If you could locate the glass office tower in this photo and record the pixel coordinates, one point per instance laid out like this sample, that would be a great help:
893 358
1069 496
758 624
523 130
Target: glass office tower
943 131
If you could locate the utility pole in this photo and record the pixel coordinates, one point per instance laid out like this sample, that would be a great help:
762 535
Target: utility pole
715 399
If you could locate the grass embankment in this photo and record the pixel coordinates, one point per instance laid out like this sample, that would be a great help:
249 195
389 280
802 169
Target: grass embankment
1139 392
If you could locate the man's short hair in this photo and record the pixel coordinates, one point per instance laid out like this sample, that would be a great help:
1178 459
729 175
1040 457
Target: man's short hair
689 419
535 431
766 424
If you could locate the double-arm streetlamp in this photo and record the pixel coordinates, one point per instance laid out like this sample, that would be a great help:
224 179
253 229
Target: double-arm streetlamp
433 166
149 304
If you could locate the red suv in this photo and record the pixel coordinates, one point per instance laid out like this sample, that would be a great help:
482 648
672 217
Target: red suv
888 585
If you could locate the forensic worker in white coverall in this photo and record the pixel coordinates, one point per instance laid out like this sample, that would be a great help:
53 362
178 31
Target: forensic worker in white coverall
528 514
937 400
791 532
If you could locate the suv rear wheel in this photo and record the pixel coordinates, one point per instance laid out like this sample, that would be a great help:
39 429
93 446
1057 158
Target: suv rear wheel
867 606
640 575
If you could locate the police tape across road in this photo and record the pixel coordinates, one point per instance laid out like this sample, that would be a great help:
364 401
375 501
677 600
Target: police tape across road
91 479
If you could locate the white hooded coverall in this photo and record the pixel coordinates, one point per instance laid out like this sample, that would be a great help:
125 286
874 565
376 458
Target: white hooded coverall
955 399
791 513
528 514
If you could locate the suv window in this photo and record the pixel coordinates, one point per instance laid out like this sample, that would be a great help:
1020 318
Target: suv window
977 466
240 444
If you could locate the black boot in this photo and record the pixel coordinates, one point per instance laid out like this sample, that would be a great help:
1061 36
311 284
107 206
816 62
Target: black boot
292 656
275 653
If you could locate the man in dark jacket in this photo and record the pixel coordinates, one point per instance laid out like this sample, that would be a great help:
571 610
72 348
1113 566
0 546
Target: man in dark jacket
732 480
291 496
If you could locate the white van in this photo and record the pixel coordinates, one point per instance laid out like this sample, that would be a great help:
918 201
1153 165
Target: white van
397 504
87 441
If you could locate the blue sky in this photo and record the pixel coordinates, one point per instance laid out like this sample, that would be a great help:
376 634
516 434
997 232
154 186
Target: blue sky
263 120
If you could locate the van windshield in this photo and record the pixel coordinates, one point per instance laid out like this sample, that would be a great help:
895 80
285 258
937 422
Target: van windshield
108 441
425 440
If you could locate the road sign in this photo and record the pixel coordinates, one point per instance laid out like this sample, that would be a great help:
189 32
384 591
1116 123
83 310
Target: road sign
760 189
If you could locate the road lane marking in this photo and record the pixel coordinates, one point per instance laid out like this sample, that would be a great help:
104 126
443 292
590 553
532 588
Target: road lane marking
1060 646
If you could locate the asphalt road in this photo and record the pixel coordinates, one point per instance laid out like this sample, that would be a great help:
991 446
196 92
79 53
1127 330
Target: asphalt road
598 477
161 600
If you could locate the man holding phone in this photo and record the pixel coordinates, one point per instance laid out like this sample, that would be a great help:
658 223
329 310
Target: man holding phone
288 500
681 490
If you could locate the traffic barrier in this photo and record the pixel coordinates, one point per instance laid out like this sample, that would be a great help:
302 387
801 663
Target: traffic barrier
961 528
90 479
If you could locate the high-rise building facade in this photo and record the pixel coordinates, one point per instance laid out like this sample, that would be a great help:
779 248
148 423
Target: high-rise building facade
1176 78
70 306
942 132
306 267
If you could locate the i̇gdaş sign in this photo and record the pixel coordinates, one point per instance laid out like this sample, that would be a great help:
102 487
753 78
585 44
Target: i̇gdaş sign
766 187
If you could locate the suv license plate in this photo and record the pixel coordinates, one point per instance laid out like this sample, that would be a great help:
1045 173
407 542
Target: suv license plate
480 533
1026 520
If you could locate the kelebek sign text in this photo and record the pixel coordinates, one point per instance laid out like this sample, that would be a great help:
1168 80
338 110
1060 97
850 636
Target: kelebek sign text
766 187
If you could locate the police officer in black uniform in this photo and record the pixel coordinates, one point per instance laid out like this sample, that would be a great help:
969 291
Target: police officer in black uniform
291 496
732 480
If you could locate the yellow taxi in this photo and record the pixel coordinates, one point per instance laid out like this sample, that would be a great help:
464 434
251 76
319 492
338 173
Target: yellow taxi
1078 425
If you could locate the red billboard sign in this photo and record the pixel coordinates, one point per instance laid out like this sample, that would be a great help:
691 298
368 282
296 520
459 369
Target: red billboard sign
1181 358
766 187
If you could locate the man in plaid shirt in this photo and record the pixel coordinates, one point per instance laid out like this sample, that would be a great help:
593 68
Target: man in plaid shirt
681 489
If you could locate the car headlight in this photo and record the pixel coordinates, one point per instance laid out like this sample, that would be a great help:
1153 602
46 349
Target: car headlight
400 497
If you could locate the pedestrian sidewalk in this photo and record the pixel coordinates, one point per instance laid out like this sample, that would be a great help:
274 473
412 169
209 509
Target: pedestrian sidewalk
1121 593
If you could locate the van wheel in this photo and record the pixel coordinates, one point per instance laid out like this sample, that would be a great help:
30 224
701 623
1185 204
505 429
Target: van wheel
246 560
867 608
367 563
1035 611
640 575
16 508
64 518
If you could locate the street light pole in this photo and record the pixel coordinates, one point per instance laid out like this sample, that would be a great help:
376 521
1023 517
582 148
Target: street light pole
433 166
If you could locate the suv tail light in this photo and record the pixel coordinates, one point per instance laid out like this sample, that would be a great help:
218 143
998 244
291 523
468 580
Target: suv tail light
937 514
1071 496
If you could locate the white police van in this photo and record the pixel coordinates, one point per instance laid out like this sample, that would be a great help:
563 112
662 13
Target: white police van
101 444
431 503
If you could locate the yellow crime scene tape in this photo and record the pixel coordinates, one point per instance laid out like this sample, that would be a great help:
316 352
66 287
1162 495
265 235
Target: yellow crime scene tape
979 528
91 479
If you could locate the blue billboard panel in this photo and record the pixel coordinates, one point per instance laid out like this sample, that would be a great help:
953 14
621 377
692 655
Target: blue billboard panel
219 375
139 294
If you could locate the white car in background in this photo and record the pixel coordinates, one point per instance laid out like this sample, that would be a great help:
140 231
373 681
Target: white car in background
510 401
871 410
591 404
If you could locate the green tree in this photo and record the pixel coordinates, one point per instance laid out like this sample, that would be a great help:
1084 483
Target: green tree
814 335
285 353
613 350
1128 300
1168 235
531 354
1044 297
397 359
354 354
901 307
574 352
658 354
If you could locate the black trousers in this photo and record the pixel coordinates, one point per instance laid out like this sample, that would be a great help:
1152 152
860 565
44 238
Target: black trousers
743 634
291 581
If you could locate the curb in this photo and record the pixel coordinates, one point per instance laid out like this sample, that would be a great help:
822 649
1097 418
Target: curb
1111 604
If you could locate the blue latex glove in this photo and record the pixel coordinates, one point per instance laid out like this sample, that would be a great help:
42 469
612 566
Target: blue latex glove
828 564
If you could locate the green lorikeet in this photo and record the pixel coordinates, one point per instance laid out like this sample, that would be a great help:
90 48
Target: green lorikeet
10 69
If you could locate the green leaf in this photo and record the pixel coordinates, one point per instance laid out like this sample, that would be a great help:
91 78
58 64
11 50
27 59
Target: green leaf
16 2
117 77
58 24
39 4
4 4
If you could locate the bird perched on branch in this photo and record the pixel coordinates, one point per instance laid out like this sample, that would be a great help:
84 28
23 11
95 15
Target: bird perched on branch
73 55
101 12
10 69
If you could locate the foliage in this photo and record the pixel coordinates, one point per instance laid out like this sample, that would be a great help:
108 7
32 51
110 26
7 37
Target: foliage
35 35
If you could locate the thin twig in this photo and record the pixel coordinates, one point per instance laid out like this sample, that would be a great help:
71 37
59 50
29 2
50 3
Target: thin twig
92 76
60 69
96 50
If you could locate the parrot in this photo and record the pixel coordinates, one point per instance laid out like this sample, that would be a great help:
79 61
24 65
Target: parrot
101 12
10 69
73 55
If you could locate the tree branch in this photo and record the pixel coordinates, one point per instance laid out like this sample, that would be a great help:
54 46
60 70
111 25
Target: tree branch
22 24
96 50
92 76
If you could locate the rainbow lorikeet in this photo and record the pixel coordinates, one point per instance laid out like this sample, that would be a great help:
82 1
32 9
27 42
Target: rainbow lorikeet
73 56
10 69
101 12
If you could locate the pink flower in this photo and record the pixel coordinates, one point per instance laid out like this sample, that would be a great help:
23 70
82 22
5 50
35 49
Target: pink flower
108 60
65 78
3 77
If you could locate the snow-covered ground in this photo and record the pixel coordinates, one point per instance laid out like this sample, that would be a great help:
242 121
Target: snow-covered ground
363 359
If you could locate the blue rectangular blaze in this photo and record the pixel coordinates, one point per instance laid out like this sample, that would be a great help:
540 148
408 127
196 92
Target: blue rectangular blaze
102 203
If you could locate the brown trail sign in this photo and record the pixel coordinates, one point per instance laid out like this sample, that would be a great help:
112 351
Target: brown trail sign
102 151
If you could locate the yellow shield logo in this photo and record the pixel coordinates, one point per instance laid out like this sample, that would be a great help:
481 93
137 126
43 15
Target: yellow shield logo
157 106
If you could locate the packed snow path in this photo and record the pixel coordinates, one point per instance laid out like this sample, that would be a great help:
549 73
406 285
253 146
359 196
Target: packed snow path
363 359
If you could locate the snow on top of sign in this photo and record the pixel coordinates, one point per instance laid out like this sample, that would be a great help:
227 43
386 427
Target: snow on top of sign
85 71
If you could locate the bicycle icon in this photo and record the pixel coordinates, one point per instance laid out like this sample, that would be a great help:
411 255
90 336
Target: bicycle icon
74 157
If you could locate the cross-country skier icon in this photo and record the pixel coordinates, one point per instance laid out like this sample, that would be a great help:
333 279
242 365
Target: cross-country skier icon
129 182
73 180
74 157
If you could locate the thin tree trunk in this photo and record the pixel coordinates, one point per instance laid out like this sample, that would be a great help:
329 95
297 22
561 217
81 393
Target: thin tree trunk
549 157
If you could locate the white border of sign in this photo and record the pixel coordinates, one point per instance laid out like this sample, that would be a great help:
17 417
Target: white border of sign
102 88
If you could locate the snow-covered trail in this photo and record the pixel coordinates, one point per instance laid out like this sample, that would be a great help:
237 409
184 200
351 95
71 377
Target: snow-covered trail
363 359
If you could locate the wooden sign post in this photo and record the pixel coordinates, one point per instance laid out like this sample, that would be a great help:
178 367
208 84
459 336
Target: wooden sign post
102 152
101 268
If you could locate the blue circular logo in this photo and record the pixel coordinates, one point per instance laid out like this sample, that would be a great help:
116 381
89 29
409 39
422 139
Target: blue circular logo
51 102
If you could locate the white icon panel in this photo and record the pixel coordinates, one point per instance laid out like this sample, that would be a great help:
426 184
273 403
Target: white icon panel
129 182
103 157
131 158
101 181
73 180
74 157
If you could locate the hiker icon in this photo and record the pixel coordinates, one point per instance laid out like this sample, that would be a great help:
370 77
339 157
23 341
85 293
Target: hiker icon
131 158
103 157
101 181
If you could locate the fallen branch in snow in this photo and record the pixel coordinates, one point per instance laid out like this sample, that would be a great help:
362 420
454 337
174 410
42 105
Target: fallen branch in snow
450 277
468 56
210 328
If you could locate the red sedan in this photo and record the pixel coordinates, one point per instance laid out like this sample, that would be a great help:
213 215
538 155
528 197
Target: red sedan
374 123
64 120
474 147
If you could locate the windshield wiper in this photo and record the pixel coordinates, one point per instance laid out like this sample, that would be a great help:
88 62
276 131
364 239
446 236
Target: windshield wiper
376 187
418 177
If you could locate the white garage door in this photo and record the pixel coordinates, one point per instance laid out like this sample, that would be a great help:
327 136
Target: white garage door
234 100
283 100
━━━━━━━━━━━━━━━━━━━━━━━━━━━━━━
PROBLEM STATEMENT: Of the lines above, extract only those from the line with "If you could locate the yellow crime" to the line with "If you could locate the blue billboard", both included, exactly as written.

RESPONSE:
If you could locate the yellow crime scene tape in this photo and record the pixel coordinates, one point per instance laid out like this sample, that would be a great help:
316 352
66 287
1162 495
265 235
Target: yellow crime scene tape
979 528
91 479
If you could locate the blue billboard panel in this photo and record the pixel coordinates, one point per instance laid out like this sample, that would be a great help:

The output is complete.